**Task details:**
Retype the following records exactly and exclude the pictures.

....

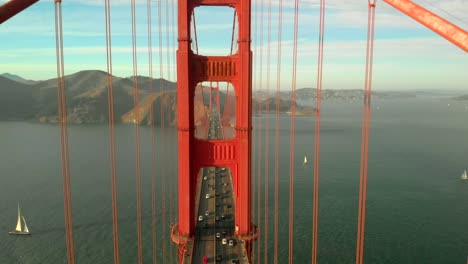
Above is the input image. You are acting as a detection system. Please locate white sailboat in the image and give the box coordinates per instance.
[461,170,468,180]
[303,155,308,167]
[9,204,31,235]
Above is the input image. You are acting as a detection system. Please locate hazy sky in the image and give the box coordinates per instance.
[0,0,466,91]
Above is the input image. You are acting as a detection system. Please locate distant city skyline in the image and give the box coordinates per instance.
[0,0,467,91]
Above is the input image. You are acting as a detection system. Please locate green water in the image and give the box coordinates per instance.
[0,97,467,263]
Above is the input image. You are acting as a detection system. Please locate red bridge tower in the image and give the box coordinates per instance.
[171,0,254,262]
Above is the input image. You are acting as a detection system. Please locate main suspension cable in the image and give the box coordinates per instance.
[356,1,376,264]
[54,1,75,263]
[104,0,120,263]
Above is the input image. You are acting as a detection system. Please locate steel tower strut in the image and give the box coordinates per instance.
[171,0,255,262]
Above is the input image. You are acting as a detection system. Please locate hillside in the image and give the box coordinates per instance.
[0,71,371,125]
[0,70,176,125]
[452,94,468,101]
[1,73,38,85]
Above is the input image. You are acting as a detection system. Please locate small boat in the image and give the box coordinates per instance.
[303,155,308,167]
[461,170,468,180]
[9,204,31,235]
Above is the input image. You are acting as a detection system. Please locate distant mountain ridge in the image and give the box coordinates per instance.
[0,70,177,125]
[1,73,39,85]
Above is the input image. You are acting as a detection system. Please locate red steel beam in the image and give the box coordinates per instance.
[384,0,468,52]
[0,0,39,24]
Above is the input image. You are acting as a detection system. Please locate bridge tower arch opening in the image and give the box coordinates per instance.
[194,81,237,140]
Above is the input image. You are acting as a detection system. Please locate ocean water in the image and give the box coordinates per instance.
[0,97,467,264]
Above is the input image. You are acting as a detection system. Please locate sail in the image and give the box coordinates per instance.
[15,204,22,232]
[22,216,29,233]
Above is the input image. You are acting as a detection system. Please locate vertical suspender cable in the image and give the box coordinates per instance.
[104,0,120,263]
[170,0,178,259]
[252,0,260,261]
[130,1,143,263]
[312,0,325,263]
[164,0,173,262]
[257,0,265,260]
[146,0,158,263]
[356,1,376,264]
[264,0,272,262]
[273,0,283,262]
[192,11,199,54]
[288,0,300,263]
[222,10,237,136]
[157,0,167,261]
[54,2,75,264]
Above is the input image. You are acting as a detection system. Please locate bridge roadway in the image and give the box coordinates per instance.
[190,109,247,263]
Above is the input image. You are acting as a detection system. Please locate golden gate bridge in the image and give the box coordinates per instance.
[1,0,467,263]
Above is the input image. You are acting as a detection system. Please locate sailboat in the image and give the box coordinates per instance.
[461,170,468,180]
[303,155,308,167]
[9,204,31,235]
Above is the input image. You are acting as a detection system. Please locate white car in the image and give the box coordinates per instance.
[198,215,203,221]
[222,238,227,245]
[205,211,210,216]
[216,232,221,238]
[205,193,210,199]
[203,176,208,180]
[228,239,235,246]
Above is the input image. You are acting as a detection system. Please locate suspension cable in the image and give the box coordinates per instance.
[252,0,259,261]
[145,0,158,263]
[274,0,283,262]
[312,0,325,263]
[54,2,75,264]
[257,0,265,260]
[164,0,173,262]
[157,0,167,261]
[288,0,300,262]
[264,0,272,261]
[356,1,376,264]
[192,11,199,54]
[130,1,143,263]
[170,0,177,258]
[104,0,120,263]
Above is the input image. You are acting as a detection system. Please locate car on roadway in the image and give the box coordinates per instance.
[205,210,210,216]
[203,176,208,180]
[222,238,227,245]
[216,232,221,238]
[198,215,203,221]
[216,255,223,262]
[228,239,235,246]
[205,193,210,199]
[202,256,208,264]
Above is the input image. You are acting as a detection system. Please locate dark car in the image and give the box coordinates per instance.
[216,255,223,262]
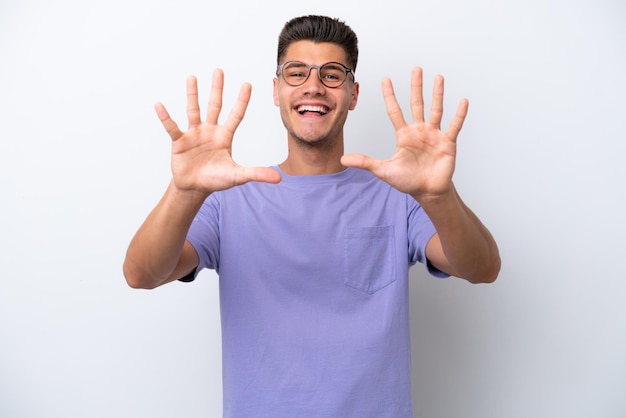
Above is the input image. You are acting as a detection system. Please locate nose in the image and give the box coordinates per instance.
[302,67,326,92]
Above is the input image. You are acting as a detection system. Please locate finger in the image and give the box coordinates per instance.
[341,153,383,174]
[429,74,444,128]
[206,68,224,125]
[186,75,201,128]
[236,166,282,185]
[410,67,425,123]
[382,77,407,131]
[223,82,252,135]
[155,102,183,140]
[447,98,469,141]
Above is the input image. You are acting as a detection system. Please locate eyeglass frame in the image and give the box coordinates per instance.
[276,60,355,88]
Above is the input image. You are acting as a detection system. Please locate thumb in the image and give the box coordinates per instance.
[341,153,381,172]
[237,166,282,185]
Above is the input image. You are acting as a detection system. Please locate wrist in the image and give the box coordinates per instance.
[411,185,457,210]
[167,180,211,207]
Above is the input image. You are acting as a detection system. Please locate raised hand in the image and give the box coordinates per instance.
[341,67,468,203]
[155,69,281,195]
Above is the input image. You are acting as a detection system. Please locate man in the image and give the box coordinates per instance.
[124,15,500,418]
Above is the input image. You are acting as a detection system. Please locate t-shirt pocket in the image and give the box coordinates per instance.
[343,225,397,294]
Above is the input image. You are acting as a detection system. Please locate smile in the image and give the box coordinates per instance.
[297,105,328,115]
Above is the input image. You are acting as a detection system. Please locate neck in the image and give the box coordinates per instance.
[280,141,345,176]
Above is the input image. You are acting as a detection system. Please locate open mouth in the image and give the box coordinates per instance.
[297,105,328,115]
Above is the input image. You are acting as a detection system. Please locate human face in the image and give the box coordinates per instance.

....

**Output:**
Above is the input image. You are acting as a detection system. Please locate white sailboat in the image and give the box coordinates per instance.
[461,170,468,180]
[303,155,308,167]
[9,204,31,235]
Above is the input image. You are acting as a detection system. Please locate hazy sky in the image and give the box coordinates per instance.
[0,0,466,91]
Above is the input image. You are acting as a detection system. Please locate distant city skyline in the image and give the box coordinates per instance.
[0,0,467,91]
Above is the input image. You are acting as a detection system. Please locate green water in the image and give the box coordinates per instance.
[0,97,467,263]
Above is the input image. You are acting as a detection system. Please locate red bridge tower in the image and give the box coordinates per instance.
[171,0,254,262]
Above is the input image. You are acting as a detection system. Please locate main suspension cable in the image and give the box coordinates per instance.
[356,1,376,264]
[54,1,75,263]
[104,0,120,263]
Above is the input image. You are acting as a detection system. Please locate steel tower strut in the image and give the box coordinates per instance.
[171,0,255,262]
Above is the input image. You are acting as a detection system. Please locate hillside in the image and give the box coordinates per instance.
[0,71,371,125]
[0,70,176,125]
[452,94,468,101]
[1,73,38,85]
Above is the input image. You are acting as a detection system. Please locate small boat in the image and give the box coordinates per instance.
[303,155,308,167]
[461,170,468,180]
[9,204,31,235]
Above is the input image. You are acting as a detection system. Please locate distant mountain ridge in the image and give the box coordinates per instance.
[0,70,177,125]
[1,73,39,85]
Above is the input image. You are acting as a detection system. Please locate red steel beam in the image and give the box coordinates per instance.
[384,0,468,52]
[0,0,39,24]
Above is the input image. You are acting as a detection system. Please locate bridge tower arch opening in the image and give the box coordinates per instance.
[194,81,237,140]
Above is the input image. You are acting as a detection system. Please locate ocean water in the image and give the box coordinates per instance.
[0,97,467,264]
Above is the input image. You are acting as a detection system. Please locate sail in the image and give the box coordinates per instance.
[15,204,22,232]
[22,216,29,233]
Above is the input image. You are acting as a detection system. Please locate vertical suspender cable in the image and give the box coordinates per instance.
[104,0,120,263]
[170,0,178,259]
[252,0,260,261]
[130,1,143,263]
[312,0,325,263]
[164,0,173,262]
[257,0,265,260]
[146,0,158,263]
[356,1,376,264]
[264,0,272,262]
[273,0,283,262]
[192,11,199,54]
[288,0,300,263]
[222,10,237,136]
[157,0,167,261]
[54,2,75,264]
Above is the input image. You are acting as a detection system. Please locate bridge roadway in the image and give the box coordinates per instance.
[190,109,247,263]
Above is the input image. You are acting as a detection system. Please locate golden gate bridge in the image and give the box coordinates per instance.
[1,0,467,263]
Above is the input image. You are acting as a detection system. Please locate sailboat in the image and give the box coordinates per instance.
[461,170,468,180]
[303,155,308,167]
[9,204,31,235]
Above is the input image. You are acting as a detection system. Please locate white car in the image and give the box coordinates per instance.
[198,215,203,221]
[222,238,227,245]
[205,211,210,216]
[216,232,221,238]
[205,193,210,199]
[203,176,208,180]
[228,239,235,246]
Above is the input image. You are acting as a detection system. Please locate suspension cable in the image and give the box coordinates per instance.
[252,0,259,261]
[145,0,158,263]
[274,0,283,262]
[312,0,325,263]
[54,2,75,264]
[257,0,265,260]
[164,0,173,262]
[157,0,167,261]
[288,0,300,262]
[264,0,272,261]
[356,1,376,264]
[192,11,199,54]
[130,1,143,263]
[170,0,177,258]
[104,0,120,263]
Above is the input image. You are acting as a detection system. Please locate car on roadway in the image and give the box coordinates per instance.
[205,210,210,216]
[203,176,208,180]
[222,238,227,245]
[216,232,221,238]
[198,215,203,221]
[216,255,223,262]
[228,239,235,246]
[205,193,210,199]
[202,256,208,264]
Above is the input image. You are acting as a detection system. Please locate dark car in the image and give the box coordinates per instance.
[216,255,223,262]
Above is the input image. You are acting as a detection system. Please locate nose in the image and give the box coordinates per instance.
[302,67,326,92]
Above is the input image. You are acting as a detection system. Please locate finger in the image and give the box coordinates per instance.
[341,153,383,174]
[429,74,444,128]
[206,68,224,125]
[186,75,201,128]
[236,166,282,185]
[410,67,425,123]
[382,77,407,131]
[223,82,252,135]
[155,102,183,140]
[447,98,469,141]
Above is the input image. You are acting as a detection system. Please locate eyeglass frame in the image and give the box coordinates per instance.
[276,60,355,88]
Above is the input image. You are acting as a detection system. Please locate thumb in the image and give the box coordinates per instance.
[341,153,381,172]
[237,166,282,185]
Above is the input image. You are acting as a detection system. Please locate wrist in the image and give the box coordinates per instance.
[411,185,457,210]
[167,180,211,207]
Above is the input image. You are acting as a detection system. Please locate raised hand in the image and give the box coordinates per instance.
[341,67,468,203]
[155,69,281,195]
Above is the input image. You are acting as a detection system. Please locate man in the image and give the box coordinates per instance.
[124,15,500,418]
Above is the input image. You are acting as a detection system. Please locate t-shirt pocket in the image and give the box coordinates per instance.
[343,225,397,294]
Above is the input image. You are acting as a detection system. Please locate smile in the image and give the box coordinates per instance.
[297,105,328,115]
Above is the input image. You are acting as a detection system. Please locate neck in the image and give the box coordinates per instance.
[280,141,345,176]
Above is the input image. You are acting as a detection system. Please locate open mouth in the image and give the box coordinates per instance.
[297,105,328,115]
Above is the input image. You are acting as a detection system. Please locate human face in the image and give the box coordinates per instance.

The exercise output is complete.